**EXTRACTED INFORMATION:**
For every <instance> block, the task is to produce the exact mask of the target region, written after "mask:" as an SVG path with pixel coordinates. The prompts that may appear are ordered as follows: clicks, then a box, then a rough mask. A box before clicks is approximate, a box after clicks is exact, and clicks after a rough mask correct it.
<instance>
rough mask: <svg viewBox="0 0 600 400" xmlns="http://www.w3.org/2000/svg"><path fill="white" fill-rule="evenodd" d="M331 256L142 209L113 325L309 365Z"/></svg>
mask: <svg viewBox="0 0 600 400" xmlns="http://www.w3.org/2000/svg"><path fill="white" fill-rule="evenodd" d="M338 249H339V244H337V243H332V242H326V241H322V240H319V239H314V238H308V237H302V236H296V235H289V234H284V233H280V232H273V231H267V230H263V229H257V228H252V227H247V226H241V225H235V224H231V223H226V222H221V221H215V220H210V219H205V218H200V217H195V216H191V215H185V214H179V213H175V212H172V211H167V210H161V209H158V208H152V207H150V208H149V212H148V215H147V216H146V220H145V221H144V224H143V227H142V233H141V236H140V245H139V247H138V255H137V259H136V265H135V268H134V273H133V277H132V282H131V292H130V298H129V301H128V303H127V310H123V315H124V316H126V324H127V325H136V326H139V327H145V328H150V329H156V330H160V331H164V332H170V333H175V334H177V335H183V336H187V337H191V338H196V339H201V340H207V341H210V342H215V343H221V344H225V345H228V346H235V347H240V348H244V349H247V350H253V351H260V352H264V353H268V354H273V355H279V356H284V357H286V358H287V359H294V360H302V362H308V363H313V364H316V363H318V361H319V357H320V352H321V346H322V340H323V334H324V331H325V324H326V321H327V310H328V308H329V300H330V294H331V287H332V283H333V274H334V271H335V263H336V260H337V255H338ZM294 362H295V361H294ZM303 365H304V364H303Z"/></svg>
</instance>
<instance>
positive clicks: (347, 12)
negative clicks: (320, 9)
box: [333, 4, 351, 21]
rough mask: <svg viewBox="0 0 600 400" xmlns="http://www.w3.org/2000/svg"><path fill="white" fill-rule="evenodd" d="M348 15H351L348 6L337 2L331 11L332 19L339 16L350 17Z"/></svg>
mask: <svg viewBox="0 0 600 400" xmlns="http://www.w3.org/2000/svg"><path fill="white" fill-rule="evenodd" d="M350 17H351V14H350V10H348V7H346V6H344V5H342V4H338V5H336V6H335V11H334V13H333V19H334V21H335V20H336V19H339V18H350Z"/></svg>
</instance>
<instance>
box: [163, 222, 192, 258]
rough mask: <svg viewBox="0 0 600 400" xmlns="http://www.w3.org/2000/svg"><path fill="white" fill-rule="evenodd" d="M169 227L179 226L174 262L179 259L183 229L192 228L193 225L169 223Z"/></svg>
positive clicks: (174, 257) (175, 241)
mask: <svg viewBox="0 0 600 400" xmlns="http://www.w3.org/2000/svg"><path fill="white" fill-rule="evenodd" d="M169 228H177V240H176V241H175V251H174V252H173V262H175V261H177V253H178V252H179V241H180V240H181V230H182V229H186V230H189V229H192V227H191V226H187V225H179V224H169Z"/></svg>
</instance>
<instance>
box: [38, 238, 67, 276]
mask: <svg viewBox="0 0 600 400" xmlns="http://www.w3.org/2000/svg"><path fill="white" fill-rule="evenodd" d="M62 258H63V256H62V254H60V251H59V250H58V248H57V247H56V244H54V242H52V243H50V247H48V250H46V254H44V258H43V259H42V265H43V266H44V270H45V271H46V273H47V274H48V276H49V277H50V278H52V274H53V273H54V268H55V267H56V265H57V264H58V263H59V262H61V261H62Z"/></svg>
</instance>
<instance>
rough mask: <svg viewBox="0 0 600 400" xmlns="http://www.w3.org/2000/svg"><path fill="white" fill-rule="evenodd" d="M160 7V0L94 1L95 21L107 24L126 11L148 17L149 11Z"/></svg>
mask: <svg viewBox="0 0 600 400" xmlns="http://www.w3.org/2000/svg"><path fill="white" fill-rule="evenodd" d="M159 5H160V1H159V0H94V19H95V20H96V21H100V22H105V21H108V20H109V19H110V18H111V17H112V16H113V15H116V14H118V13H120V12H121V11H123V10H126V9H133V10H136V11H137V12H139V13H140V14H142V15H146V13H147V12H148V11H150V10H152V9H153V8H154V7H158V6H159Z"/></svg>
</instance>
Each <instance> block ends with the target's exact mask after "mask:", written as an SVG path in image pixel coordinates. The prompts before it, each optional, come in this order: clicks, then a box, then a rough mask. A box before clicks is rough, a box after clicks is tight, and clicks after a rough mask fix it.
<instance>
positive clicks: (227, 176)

**ACTION ITEM:**
The answer is a count and nothing more: lines above that contain "exact".

**TASK OUTPUT:**
2